**Supplied records**
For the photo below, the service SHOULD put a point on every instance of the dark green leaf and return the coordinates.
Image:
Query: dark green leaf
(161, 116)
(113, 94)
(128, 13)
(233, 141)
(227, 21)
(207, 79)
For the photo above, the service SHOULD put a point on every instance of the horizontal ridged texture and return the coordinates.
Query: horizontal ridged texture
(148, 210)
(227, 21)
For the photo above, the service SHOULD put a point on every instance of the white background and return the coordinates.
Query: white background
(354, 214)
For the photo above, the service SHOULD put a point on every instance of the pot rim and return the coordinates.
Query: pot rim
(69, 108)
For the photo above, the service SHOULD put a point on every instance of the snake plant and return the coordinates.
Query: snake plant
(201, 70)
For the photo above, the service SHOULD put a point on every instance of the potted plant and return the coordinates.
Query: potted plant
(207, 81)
---
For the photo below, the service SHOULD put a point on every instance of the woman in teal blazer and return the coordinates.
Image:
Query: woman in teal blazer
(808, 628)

**Directions**
Take every line from the data that contains the word "below".

**Response for this exercise**
For the photo below, the service SHOULD put a point on every instance of the dark green leaf and return the coordinates.
For the photo below, the service SHOULD put a point on every instance of the woman in teal blazer and return the coordinates.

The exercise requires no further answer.